▶ _What is asked_: According to the text on the klassR package, what do you need in order to fetch a classification from KLASS?

═════ Text to read ═════

Do you have a Norwegian data set with codes for Standard Industrial Classification that you want to find out what they mean? Or data with Norwegian municipality numbers and no names? Or perhaps you want to convert English standard occupations into Ny Norsk for a figure. These are tasks which the R package klassR can help you with.
Statistics Norway’s KLASS is a central database of classifications and code lists. An API makes it easy to fetch these standards in different computing environments. KlassR provides an easy interface to fetch and apply these in R.
For Statistic Norway employees, the package is installed on most of our platforms. For others, it can be installed form CRAN with
install.packages("klassR")
CRAN is R’s central repository for thousands of useful packages. More information on the requirements for klassR can be found on CRAN
To use the function in klassR the package must be called each time a new R session is started. This can be done using
library(klassR)
To fetch a classification from KLASS you need the unique classification number. This can be found in the URL of the KLASS website or you can search for it in R using one of the following functions.

═════ Given records ═════

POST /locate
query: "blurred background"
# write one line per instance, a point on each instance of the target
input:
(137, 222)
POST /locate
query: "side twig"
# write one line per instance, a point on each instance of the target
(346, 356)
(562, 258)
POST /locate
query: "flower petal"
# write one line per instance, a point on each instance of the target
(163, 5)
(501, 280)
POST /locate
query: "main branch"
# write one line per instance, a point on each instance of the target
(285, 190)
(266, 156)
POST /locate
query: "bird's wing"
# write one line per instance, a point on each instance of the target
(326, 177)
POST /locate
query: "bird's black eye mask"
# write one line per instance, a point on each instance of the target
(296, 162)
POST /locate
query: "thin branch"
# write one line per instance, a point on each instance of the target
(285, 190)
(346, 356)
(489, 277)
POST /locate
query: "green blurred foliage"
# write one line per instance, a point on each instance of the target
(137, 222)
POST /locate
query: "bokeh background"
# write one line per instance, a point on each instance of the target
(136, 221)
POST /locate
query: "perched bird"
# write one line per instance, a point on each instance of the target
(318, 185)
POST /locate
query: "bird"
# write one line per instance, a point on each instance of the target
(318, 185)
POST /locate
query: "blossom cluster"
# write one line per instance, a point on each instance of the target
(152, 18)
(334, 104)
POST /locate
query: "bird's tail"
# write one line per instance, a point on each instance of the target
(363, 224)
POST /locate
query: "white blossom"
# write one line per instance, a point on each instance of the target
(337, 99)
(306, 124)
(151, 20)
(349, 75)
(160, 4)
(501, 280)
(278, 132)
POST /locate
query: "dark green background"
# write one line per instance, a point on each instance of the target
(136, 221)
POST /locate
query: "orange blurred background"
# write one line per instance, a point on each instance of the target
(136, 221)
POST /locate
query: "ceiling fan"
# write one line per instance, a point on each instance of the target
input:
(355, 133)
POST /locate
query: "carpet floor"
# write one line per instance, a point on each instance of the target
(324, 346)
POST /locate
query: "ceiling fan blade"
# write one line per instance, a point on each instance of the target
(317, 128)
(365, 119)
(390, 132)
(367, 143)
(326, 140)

═════

▶ _Output for this exercise_: The unique classification number.